Source extract:
========
League of Legends players who’ve spent the entire season working towards these sorts of rewards have responded aggressively to Lin’s statement on the game’s popular subreddit, calling Riot’s current plan “unacceptable,” “insane,” and hypocritical.

Given League’s (often unfair) reputation as a hotbed of gamer toxicity, it can be tempting for some to read these upset fan reactions as stereotypical fan hyperbole. But they all have a point. Riot Games, and Jeffrey Lin in particular, have sounded a more conciliatory message than any other game developer when it comes to the company’s many ambitious plans to curb in-game toxicity. In article after article, Lin has spoken about the importance of rehabilitating players rather than simply punishing them — providing them a chance (or several) to see the error of their ways and inviting them back into the fold to keep playing. At the end of the 2014 season, Lin himself said that Riot had decided to try and motivate both neutral and toxic players to “strive to be sportsmanlike in a larger range of games” by granting them “mystery gifts” — randomised, impossible-to-predict extrinsic rewards for not receiving any sort of restrictions during the 2014 season. At the time of the “mystery gifts” announcement, Lin said on Reddit that Riot was implementing this feature because they feel that positive reinforcement is just as important (if not more so) to repairing negative player behaviour as punishing people is.
========
Material shown:
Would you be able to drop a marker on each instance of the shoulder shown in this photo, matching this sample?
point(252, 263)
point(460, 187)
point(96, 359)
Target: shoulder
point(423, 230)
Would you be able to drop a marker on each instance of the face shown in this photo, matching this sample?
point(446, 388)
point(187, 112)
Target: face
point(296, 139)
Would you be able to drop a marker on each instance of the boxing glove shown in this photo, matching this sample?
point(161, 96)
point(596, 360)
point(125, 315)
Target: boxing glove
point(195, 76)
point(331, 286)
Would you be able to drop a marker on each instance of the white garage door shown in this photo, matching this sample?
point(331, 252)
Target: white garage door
========
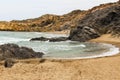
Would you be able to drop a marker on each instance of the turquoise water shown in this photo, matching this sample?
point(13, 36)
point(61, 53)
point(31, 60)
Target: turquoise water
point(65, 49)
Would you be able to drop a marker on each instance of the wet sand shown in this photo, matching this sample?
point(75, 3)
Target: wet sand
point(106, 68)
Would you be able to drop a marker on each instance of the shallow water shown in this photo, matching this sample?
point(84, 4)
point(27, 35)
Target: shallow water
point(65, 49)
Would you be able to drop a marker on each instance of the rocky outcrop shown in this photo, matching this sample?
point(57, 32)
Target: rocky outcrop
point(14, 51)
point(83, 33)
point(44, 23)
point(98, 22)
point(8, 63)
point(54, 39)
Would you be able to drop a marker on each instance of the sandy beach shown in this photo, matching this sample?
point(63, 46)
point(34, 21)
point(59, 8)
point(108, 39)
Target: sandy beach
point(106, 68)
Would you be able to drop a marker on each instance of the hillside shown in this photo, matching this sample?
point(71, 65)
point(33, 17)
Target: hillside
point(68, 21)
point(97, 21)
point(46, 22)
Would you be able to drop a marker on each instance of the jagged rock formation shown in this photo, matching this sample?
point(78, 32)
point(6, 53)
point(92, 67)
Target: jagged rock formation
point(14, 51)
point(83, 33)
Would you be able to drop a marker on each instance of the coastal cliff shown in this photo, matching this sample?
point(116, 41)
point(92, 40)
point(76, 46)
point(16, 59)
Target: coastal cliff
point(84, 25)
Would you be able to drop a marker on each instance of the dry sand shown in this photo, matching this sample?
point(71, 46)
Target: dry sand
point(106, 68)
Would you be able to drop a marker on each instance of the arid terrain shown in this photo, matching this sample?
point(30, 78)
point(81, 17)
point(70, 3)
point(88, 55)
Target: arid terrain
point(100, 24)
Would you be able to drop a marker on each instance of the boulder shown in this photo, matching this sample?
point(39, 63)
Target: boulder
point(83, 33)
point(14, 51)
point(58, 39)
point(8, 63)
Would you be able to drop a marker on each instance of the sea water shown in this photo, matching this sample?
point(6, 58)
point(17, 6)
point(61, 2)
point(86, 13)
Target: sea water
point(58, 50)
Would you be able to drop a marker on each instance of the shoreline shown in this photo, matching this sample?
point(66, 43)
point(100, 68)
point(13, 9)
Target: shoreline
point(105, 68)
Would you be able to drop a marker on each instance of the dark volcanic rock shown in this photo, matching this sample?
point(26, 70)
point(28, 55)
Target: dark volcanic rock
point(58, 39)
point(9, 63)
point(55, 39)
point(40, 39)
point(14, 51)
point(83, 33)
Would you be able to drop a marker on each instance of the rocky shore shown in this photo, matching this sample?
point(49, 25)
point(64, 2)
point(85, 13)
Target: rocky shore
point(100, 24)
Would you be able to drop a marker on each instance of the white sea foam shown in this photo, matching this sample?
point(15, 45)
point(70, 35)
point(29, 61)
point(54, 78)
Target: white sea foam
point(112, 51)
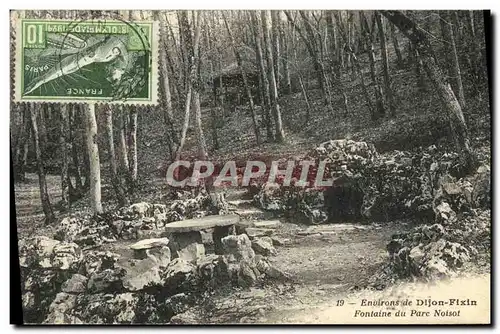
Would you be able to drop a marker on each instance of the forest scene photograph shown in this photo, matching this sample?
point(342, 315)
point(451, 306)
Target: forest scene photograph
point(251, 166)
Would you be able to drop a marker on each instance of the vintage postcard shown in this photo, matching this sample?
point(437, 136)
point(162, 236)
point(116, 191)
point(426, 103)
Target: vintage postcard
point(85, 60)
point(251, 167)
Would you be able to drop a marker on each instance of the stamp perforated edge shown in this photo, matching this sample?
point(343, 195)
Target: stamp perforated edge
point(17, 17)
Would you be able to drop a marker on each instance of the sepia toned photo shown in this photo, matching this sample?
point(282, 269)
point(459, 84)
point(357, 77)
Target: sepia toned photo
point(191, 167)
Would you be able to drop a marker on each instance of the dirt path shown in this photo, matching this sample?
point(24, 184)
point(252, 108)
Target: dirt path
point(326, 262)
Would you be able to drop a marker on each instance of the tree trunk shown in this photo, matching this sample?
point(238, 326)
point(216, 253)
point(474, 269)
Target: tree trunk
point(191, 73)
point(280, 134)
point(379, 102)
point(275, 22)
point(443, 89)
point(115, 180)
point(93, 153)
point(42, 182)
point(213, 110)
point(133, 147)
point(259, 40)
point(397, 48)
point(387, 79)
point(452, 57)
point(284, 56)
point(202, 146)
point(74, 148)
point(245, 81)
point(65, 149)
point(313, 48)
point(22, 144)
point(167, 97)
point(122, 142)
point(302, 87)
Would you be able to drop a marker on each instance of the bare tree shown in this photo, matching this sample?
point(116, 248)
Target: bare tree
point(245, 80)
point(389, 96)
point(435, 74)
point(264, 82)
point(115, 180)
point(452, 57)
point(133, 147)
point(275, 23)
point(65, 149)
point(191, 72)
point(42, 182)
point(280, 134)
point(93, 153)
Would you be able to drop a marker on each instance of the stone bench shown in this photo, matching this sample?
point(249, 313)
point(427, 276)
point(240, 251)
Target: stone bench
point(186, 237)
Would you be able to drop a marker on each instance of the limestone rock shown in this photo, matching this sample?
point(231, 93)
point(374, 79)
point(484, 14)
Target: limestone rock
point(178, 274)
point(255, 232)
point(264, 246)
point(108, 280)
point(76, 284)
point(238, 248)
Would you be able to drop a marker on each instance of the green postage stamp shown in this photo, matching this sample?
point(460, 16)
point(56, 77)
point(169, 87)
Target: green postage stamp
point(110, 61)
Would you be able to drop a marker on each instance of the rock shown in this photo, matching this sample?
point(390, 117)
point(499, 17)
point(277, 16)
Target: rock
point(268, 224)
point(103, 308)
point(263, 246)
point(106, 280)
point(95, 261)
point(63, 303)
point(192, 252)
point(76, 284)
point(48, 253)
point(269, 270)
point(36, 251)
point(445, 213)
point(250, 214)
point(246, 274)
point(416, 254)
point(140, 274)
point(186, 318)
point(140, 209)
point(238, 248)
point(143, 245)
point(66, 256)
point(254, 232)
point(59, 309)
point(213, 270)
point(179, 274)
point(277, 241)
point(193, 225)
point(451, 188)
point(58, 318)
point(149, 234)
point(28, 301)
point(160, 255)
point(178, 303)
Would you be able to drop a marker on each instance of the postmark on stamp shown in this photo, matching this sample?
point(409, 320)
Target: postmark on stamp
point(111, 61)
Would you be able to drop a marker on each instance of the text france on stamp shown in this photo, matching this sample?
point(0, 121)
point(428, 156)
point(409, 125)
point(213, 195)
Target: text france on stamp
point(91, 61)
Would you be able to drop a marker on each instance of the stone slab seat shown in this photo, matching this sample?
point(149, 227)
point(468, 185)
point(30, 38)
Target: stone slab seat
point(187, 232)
========
Task to complete: Write out the League of Legends reward controversy passage word for word, in full.

Solution for this task:
League of Legends players who’ve spent the entire season working towards these sorts of rewards have responded aggressively to Lin’s statement on the game’s popular subreddit, calling Riot’s current plan “unacceptable,” “insane,” and hypocritical.

Given League’s (often unfair) reputation as a hotbed of gamer toxicity, it can be tempting for some to read these upset fan reactions as stereotypical fan hyperbole. But they all have a point. Riot Games, and Jeffrey Lin in particular, have sounded a more conciliatory message than any other game developer when it comes to the company’s many ambitious plans to curb in-game toxicity. In article after article, Lin has spoken about the importance of rehabilitating players rather than simply punishing them — providing them a chance (or several) to see the error of their ways and inviting them back into the fold to keep playing. At the end of the 2014 season, Lin himself said that Riot had decided to try and motivate both neutral and toxic players to “strive to be sportsmanlike in a larger range of games” by granting them “mystery gifts” — randomised, impossible-to-predict extrinsic rewards for not receiving any sort of restrictions during the 2014 season. At the time of the “mystery gifts” announcement, Lin said on Reddit that Riot was implementing this feature because they feel that positive reinforcement is just as important (if not more so) to repairing negative player behaviour as punishing people is.